- [Aim of the exercise] Without any of the pictures, set down the data below exactly.

- [Excerpted records]
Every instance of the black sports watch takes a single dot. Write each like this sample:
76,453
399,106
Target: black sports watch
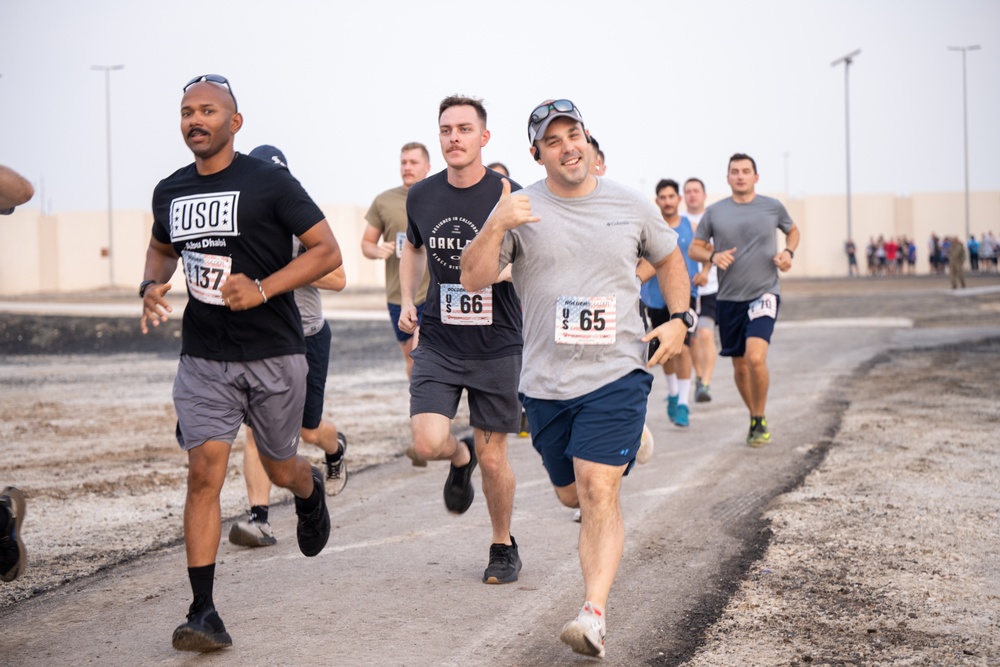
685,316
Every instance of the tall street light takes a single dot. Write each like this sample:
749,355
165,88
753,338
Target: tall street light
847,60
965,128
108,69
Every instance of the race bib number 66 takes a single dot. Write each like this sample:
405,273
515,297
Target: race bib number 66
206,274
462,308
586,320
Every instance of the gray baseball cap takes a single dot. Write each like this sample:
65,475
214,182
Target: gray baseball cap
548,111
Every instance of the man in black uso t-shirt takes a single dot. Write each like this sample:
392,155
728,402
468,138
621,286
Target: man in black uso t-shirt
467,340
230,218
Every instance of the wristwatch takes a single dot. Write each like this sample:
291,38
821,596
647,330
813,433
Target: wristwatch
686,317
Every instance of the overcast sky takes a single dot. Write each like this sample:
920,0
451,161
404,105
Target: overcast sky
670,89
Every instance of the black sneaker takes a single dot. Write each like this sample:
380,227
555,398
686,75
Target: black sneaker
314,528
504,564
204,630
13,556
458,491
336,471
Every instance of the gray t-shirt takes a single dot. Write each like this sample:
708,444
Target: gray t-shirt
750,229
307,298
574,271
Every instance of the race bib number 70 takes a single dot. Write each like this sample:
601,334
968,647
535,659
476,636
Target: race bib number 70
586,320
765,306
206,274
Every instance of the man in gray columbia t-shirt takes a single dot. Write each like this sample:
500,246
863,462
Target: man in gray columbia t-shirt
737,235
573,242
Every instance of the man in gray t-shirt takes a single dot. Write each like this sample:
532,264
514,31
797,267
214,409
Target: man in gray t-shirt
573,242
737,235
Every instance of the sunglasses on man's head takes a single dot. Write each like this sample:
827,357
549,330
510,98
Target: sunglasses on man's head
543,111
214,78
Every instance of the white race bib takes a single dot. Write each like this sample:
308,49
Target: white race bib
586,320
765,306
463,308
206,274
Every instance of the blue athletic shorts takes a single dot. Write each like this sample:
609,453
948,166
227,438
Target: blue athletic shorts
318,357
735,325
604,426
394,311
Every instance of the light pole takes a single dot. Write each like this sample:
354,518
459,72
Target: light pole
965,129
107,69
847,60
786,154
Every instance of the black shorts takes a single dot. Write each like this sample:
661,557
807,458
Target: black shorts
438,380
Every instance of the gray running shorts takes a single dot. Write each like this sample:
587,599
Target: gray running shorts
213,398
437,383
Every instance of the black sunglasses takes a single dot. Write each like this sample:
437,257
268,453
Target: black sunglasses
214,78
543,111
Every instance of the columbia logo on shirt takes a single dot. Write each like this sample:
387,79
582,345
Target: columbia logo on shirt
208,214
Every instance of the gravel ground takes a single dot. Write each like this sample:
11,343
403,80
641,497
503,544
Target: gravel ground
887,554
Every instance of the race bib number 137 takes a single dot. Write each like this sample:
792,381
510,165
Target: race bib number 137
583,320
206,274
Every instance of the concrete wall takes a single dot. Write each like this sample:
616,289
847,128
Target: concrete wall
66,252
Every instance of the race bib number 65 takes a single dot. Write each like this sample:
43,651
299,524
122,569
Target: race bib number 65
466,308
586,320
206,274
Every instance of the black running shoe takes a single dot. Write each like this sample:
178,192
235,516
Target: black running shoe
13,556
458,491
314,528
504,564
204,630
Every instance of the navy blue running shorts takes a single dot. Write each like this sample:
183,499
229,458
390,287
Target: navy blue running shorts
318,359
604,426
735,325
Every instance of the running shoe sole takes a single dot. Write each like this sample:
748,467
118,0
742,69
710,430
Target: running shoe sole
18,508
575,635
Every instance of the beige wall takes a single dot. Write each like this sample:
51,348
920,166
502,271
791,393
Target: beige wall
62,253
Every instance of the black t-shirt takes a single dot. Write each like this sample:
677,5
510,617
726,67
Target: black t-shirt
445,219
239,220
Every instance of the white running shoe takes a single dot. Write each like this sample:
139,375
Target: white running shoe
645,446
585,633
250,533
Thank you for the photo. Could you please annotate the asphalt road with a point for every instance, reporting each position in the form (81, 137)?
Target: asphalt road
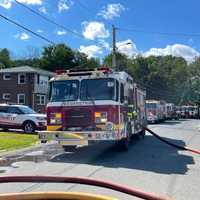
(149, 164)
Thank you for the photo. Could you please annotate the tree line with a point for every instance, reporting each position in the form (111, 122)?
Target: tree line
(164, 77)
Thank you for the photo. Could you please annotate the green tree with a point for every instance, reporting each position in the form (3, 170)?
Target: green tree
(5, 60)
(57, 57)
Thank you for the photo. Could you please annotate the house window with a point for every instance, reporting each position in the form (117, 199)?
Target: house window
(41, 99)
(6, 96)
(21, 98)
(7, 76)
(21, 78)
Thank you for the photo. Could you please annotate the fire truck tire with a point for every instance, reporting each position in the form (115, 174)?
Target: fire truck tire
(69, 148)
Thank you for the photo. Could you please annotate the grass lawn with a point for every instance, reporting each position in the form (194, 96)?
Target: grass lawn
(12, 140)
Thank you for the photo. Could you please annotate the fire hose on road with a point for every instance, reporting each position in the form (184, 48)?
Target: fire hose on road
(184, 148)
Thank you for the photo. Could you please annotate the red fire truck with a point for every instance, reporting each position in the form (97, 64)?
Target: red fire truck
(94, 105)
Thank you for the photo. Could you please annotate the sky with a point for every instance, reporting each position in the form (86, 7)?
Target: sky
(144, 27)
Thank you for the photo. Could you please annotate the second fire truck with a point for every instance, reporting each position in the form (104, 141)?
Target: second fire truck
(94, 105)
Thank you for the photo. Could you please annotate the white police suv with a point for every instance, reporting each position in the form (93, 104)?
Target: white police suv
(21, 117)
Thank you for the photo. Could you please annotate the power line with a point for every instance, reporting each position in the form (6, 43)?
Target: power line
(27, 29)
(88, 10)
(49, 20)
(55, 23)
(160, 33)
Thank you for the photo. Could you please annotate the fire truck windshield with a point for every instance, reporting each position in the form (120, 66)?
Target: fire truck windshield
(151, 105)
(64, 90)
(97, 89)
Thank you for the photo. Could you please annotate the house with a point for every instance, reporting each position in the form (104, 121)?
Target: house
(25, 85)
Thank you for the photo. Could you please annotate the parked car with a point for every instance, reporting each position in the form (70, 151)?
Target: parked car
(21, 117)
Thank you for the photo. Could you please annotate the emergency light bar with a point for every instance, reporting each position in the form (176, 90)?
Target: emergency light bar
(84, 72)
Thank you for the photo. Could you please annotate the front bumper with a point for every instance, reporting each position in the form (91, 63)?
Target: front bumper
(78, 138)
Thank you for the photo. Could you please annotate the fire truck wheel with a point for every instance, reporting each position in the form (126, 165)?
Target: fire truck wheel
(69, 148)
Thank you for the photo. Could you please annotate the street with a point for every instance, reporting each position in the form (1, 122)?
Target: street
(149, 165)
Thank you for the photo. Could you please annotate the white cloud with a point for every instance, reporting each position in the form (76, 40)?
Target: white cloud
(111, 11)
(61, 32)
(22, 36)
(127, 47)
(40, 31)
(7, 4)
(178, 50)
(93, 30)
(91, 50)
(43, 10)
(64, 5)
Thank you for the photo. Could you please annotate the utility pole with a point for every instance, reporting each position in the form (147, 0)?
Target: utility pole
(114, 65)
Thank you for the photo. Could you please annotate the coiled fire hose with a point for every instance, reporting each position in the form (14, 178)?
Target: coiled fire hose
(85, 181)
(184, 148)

- [Reply]
Every instance of the black sports watch takes a single dot. Write each like this sample:
76,453
399,106
Target: black sports watch
685,316
Every instance of the tall street light takes a single dot. Write each like this sample:
749,355
165,88
753,338
Target: tall street light
847,60
965,128
108,69
Every instance of the race bib number 66 takes a single dot. Write each like this sample:
405,273
515,297
Target: race bib number 66
206,274
462,308
586,320
Every instance of the gray baseball cap takes a single dot. Write each like this sample:
65,475
214,182
Target: gray baseball cap
548,111
Every instance of the man in black uso t-shirt takes a single dot. Write each like this sample:
392,155
728,402
468,138
621,286
Target: man in black uso t-shirt
467,340
230,218
Every instance of the wristwatch takes a single dot. Write each like this sample:
291,38
821,596
647,330
813,433
Target: wristwatch
686,317
Every instance of the overcast sky takes a single dot. Write each like this sample:
920,0
451,161
404,105
Target: overcast sky
670,89
Every instance of the black sneaker takes a single dot. Write each like this sample:
380,227
555,398
686,75
Target: black sneaker
314,528
504,564
204,630
13,556
458,491
336,471
Every instance of the gray t-shirt takes a single dot. Write each like this sample:
708,444
Target: gray t-shirt
750,229
307,298
574,271
Every instance of the race bib number 70 takes a single dot. Write each like this sample:
601,334
968,647
535,659
476,636
Target: race bib number 70
586,320
765,306
206,274
Every instance of the man in gray columbia t-shirt takes a single dot. Write each like this sample:
500,246
863,462
Target: man in gray columbia t-shirt
737,235
573,242
Every instance of the man in gray t-shirt takes a single dot. Write each like this sample:
532,264
514,31
797,267
214,409
Target: man in gray t-shirt
573,242
737,235
Every instance of the sunglasses on man's head takes a single dot. Write each like this sample:
827,357
549,330
510,98
Target: sunglasses on man's head
543,111
214,78
Every instance of the white race bib takes a single dot. Write each like this sample:
308,49
Target: white race bib
586,320
765,306
463,308
206,274
Every instance of the blue athletic shorts takes a single dot. Write each like this sample:
609,453
948,166
227,438
Target: blue athletic shorts
318,357
735,325
604,426
394,311
Every instance of the light pole takes a single dot. Write each like this sample:
354,518
459,72
Target: light pole
965,129
107,69
847,60
786,154
Every instance of the black shorts takes a single dot. Write each like this sample:
661,557
807,458
Target: black shorts
438,380
Every instance of the gray running shorts takes a single dot. Write each like this sample:
587,599
Target: gray running shorts
213,398
437,383
Every instance of the black sunglasses takes a single dot. Write each like this sample:
437,257
268,453
Target: black sunglasses
214,78
543,111
Every instance of the columbia logo on shirt takes a single dot. Write each like this sample:
387,79
582,345
Target: columbia logo on shirt
208,214
Every instance of the gravel ground takes a single dot. Write each like this sample:
11,343
403,80
641,497
503,544
Target: gravel ground
887,554
Every instance of the race bib number 137 takes a single dot. Write each like this sample:
792,381
510,165
Target: race bib number 137
583,320
206,274
Every instance of the concrete wall takes a single dot. Write each like this sample:
616,289
847,128
Target: concrete wall
66,252
Every instance of the race bib number 65 takes a single dot. Write each like this sample:
43,651
299,524
122,569
Target: race bib number 65
466,308
586,320
206,274
Every instance of the black running shoe takes a single dot. Write each like this sample:
178,192
235,516
Target: black running shoe
13,556
458,491
314,528
504,564
204,630
Every instance of the navy blue running shorts takes a single dot. Write each like this sample:
183,499
229,458
390,287
Target: navy blue running shorts
318,359
604,426
735,325
Every instance of the running shoe sole takes a single dot. Write each like this sample:
748,467
118,0
742,69
710,430
Target: running shoe sole
18,508
575,635
Every instance of the beige wall takes a single dot. Write each like this sample:
51,348
920,166
502,271
791,393
Target: beige wall
62,253
Every instance of the black t-shirt takes a single dot. Write each like this sample:
677,5
510,617
726,67
Target: black t-shirt
445,219
239,220
Every instance of the white running shoe takes a single dot. Write each like this sample:
139,375
Target: white running shoe
645,446
585,633
250,533
Thank you for the photo. Could you please annotate the asphalt road with a point for every instance, reporting each position in the form (81, 137)?
Target: asphalt road
(149, 164)
Thank you for the photo. Could you please annotate the tree line with a point for every instance, reporting each position in the form (111, 122)?
Target: tree line
(164, 77)
Thank you for the photo. Could you please annotate the green tree with a point for every instance, reporting each position in the form (3, 170)?
Target: green tree
(5, 60)
(57, 57)
Thank you for the photo. Could you please annotate the house window with a point for every instance, reporting each position in the form (117, 199)?
Target: house window
(41, 99)
(6, 96)
(21, 98)
(7, 76)
(21, 78)
Thank you for the photo. Could you please annotate the fire truck tire with a point for every instance, reporting each position in the form (115, 174)?
Target: fire truck tire
(69, 148)
Thank you for the photo. Could you please annotate the grass lawn with a point for every instance, reporting each position in the form (194, 96)?
Target: grass lawn
(12, 140)
Thank you for the photo. Could you please annotate the fire hose on road with a point for every instance, reporting each position in the form (184, 48)?
Target: fire hose on road
(184, 148)
Thank you for the photo. Could you please annotate the red fire truck with a point for every instance, reporting each position in the form (97, 64)?
Target: red fire truck
(94, 105)
Thank you for the photo. Could you please annotate the sky with a point for every instance, reporting each position in the form (86, 7)?
Target: sky
(144, 27)
Thank you for the photo. Could you please annotate the second fire truck with a point for every instance, reporting each position in the form (104, 141)?
Target: second fire truck
(94, 105)
Thank you for the photo. Could you please annotate the white police suv with a point for every instance, reporting each position in the form (93, 104)?
Target: white police suv
(21, 117)
Thank you for the photo. Could you please annotate the power line with a point for every instance, reporting each position in the form (6, 43)?
Target: power line
(27, 29)
(88, 10)
(49, 20)
(55, 23)
(160, 33)
Thank you for the photo. Could you please annotate the fire truck windshield with a point for every instance, reporting each position in the form (120, 66)?
Target: fire truck windshield
(151, 105)
(64, 90)
(97, 89)
Thank you for the photo. Could you please annotate the house with a point for every instance, reporting each position in the form (104, 121)?
Target: house
(25, 85)
Thank you for the photo. Could you please annotate the parked car with a point for every instance, reporting each position in the form (70, 151)?
Target: parked car
(21, 117)
Thank you for the photo. Could you please annotate the emergency light bar with a point for every instance, reporting each position in the form (176, 90)?
Target: emergency light bar
(84, 72)
Thank you for the photo. Could you please annotate the front bumper with a point for every instance, reporting each position in the form (91, 63)?
Target: front bumper
(78, 138)
Thank you for the photo. Could you please annotate the fire truck wheel with a point for every instance, reporting each position in the form (126, 165)?
Target: fire truck wheel
(69, 148)
Thank you for the photo. Could you please annotate the street with a point for every instance, reporting each position in the form (1, 122)?
Target: street
(149, 165)
Thank you for the photo. Could you please annotate the white cloud with a point for every instance, reporting each position in the form (76, 40)?
Target: white cloud
(111, 11)
(61, 32)
(22, 36)
(127, 47)
(40, 31)
(7, 4)
(178, 50)
(93, 30)
(91, 50)
(43, 10)
(64, 5)
Thank you for the photo. Could you please annotate the utility pole with a point for every instance, reporting each position in the form (147, 0)?
Target: utility pole
(114, 65)
Thank you for the photo. Could you please annotate the coiled fire hose with a point for every instance, reporting each position in the form (14, 178)?
Target: coiled fire hose
(85, 181)
(184, 148)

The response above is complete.